▶ PROBLEM TO SOLVE: Only lines holding the word "water" are needed; copy each of them from the material.
•••••
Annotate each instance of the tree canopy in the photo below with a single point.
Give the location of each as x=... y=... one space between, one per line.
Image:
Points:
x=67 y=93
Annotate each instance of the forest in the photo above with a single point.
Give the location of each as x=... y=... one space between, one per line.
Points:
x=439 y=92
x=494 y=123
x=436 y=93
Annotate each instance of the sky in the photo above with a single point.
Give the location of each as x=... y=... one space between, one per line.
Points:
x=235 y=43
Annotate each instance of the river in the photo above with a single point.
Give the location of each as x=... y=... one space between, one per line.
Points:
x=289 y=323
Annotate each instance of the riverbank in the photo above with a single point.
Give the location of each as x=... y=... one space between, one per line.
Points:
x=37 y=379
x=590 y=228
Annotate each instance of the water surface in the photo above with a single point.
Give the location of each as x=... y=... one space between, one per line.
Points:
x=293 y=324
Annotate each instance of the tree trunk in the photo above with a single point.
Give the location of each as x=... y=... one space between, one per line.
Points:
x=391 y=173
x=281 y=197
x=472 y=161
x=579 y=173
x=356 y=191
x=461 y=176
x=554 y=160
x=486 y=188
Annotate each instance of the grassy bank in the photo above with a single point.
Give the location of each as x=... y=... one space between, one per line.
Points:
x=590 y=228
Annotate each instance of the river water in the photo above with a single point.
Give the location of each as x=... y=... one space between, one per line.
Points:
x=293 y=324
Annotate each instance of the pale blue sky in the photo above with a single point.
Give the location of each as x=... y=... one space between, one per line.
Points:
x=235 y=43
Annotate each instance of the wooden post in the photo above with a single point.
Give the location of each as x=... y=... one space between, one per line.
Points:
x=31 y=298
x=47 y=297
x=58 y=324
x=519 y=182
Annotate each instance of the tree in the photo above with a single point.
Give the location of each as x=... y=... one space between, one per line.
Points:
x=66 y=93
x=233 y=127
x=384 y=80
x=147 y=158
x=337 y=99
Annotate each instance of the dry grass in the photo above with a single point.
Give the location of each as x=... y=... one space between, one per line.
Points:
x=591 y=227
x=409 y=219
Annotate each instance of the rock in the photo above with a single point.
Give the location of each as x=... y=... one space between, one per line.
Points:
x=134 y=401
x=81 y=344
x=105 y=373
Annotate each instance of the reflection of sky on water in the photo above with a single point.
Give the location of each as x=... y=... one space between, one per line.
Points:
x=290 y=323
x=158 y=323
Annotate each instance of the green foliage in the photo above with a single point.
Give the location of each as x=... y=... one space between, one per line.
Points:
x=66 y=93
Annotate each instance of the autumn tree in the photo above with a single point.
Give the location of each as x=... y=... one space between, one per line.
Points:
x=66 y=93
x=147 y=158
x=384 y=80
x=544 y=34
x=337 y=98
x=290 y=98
•••••
▶ ANSWER FOR THIS EXERCISE:
Annotate each instance of the water surface in the photo above with a single point.
Annotate each instance of the river water in the photo above with a single point.
Annotate each instance of the reflection of sky on water in the photo above with a single point.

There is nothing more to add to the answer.